** start of ENTRIES **

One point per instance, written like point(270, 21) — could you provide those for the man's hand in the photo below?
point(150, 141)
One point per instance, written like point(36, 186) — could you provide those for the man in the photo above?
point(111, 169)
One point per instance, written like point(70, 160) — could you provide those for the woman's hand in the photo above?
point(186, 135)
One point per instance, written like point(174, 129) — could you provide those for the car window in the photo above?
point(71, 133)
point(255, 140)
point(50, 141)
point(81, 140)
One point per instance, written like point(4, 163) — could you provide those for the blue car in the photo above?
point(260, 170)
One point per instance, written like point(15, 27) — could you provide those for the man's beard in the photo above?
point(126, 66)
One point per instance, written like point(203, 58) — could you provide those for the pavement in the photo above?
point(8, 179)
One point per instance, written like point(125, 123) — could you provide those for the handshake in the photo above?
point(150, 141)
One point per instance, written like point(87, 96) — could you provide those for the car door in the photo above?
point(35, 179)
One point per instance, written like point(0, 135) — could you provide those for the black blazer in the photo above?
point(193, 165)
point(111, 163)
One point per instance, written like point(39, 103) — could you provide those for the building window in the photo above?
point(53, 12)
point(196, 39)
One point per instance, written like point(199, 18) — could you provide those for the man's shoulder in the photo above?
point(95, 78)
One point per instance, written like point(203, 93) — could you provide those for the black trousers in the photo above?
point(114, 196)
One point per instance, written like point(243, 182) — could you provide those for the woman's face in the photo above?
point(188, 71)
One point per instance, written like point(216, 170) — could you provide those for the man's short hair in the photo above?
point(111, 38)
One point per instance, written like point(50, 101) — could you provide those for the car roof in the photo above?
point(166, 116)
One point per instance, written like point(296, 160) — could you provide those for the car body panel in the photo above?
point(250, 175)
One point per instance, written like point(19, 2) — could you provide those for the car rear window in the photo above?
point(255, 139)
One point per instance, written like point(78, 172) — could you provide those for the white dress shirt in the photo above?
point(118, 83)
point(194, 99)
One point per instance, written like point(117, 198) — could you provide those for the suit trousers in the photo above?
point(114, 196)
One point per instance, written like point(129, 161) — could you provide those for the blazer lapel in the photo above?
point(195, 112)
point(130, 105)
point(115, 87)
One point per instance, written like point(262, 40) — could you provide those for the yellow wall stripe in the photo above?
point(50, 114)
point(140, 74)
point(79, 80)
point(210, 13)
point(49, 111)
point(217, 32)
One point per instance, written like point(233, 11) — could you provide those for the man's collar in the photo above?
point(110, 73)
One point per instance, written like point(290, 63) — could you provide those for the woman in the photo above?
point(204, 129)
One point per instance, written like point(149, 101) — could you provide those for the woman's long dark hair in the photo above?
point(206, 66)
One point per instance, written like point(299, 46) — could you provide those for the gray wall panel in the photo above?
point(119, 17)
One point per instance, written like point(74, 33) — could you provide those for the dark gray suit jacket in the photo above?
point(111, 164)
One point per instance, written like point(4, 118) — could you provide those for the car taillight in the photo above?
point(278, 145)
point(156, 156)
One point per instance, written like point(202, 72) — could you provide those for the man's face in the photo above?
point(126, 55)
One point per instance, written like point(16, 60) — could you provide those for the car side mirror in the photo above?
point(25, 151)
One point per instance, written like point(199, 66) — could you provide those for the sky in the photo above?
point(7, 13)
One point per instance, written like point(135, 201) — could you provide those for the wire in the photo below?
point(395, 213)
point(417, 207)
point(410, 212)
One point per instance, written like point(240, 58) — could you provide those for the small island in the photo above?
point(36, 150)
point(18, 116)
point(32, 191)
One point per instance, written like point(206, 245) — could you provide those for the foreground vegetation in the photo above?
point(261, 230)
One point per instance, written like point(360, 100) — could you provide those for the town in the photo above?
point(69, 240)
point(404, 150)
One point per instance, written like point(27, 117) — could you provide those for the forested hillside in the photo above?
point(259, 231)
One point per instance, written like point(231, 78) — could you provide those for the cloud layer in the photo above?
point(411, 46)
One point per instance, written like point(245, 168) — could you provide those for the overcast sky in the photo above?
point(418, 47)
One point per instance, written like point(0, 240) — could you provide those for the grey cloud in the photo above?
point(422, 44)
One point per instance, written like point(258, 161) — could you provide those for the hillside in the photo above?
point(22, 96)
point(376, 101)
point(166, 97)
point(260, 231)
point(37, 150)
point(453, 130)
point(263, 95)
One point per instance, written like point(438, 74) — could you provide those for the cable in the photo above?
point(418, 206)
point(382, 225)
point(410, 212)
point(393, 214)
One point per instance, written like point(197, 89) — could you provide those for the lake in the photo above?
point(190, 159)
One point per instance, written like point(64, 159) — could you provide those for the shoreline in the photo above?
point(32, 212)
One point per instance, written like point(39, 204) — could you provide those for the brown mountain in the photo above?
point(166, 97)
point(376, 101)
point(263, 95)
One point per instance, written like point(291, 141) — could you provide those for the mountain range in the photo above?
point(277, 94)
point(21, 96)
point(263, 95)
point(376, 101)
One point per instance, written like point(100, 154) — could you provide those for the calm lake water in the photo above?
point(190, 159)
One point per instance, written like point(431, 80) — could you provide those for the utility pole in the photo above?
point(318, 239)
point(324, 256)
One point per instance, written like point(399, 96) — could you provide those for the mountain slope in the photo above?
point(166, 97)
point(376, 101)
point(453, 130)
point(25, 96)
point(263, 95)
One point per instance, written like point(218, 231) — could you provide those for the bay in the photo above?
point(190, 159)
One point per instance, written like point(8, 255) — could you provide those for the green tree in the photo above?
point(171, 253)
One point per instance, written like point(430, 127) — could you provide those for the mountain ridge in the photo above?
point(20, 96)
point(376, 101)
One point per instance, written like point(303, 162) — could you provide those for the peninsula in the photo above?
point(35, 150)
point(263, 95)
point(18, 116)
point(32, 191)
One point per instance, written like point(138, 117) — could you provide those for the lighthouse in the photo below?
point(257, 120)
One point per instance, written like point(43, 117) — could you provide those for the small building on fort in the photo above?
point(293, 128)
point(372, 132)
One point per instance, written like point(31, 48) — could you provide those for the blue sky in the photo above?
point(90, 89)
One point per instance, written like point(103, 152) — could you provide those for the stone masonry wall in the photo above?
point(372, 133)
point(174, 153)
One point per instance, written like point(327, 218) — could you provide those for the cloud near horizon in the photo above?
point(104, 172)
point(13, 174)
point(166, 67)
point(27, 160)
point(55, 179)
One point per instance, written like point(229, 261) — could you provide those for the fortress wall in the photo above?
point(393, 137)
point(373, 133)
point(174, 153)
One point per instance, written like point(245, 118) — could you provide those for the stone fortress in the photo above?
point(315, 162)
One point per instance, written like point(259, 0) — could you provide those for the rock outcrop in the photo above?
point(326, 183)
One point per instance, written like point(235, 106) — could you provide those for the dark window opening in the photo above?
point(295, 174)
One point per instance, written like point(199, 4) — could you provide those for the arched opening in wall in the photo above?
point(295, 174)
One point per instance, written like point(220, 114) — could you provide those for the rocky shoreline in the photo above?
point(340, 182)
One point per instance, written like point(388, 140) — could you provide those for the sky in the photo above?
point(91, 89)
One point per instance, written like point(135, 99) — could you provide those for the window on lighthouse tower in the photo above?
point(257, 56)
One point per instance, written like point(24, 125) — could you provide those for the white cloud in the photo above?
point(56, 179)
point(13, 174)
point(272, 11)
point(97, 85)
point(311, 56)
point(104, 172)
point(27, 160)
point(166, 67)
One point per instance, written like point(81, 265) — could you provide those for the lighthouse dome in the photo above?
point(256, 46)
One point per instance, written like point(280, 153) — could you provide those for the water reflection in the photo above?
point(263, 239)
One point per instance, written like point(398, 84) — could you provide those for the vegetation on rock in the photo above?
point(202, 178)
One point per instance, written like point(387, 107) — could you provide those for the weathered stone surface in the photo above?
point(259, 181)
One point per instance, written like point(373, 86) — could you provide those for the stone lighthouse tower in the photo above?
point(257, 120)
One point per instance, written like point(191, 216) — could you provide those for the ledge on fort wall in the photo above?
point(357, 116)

** end of ENTRIES **

## EXERCISE PROMPT
Reproduce the entries from the line with "One point per instance, written like point(235, 106)" to the line with "point(257, 56)", both lines included.

## ANSWER IN FULL
One point per instance, written like point(235, 106) — could you provide those for the dark window opening in the photo above?
point(295, 174)
One point per instance, written like point(199, 4) — could you provide those for the arched opening in wall in the photo above?
point(295, 174)
One point per instance, written like point(220, 114) — could you provide those for the rocky shoreline in the photo above?
point(340, 182)
One point per instance, written like point(388, 140) — could you provide those for the sky in the photo above?
point(91, 89)
One point per instance, written like point(135, 99) — could you provide those for the window on lighthouse tower in the photo above?
point(257, 56)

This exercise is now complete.